» **EXERCISE**:
Identify each line in the entries below that contains the string "countertop", and copy every such line.

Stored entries
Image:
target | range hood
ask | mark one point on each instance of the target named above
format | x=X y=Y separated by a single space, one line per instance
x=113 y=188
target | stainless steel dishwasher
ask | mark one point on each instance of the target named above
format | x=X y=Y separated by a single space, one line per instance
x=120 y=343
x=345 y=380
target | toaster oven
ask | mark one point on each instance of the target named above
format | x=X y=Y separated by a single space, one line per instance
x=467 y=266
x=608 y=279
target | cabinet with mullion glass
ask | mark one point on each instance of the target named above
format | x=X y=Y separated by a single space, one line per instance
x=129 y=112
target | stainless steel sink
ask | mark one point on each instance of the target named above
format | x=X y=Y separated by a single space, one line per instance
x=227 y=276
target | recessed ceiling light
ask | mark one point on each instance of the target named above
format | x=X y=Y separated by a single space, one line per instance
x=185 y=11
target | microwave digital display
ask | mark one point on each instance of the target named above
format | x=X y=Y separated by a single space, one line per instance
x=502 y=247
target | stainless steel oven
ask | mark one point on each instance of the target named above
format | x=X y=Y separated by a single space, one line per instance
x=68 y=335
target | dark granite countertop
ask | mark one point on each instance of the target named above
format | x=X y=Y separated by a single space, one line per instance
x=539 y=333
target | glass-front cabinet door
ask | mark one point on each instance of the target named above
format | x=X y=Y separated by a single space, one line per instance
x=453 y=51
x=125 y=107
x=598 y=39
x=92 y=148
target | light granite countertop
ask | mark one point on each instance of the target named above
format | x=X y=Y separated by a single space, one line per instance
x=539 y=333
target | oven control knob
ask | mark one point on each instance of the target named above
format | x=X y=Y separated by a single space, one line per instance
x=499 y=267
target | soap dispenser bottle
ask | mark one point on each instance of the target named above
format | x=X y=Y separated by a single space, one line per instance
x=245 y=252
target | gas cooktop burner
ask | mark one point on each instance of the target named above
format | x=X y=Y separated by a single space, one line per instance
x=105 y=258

==

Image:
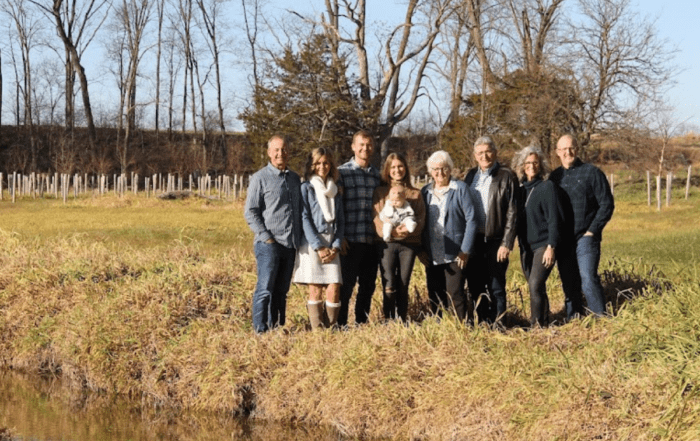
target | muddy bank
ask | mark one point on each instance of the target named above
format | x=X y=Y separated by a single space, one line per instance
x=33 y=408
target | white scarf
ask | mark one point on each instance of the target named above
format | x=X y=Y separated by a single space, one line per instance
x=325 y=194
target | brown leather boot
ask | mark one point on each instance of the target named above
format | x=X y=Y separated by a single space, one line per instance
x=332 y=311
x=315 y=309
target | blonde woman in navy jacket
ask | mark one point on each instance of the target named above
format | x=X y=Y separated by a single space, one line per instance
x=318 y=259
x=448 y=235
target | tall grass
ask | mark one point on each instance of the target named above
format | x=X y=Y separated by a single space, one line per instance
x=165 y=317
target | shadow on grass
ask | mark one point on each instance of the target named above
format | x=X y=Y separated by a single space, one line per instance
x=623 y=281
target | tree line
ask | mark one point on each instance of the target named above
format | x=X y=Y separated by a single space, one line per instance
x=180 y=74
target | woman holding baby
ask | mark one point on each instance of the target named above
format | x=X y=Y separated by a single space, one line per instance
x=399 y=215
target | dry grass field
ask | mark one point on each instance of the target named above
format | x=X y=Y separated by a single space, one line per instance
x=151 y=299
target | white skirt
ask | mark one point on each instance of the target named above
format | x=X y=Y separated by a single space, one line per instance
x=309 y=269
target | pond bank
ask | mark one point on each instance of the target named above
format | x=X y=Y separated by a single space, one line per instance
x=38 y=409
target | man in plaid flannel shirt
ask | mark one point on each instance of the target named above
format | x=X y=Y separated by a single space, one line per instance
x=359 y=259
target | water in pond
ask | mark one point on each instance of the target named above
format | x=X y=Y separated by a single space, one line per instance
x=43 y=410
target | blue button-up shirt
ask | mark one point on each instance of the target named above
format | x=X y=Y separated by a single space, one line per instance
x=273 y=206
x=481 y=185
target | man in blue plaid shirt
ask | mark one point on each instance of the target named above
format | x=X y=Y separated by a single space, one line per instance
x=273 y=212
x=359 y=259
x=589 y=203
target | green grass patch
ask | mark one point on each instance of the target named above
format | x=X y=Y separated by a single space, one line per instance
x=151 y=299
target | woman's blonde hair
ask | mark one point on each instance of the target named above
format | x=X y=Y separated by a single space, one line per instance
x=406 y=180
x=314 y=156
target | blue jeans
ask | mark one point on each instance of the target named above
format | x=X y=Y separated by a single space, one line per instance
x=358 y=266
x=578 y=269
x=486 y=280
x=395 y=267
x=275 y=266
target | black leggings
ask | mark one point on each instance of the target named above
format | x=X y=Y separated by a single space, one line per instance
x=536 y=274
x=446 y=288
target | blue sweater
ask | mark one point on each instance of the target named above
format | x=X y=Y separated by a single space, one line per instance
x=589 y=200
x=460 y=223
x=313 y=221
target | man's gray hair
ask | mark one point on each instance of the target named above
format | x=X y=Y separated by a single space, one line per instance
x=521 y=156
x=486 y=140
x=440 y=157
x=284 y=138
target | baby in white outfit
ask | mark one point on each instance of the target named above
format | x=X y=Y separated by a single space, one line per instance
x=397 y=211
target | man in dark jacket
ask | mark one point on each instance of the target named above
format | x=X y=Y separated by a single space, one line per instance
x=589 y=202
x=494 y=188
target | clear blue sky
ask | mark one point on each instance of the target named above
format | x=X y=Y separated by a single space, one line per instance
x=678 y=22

» **SOLVED EXERCISE**:
target | dark granite countertop
target | light granite countertop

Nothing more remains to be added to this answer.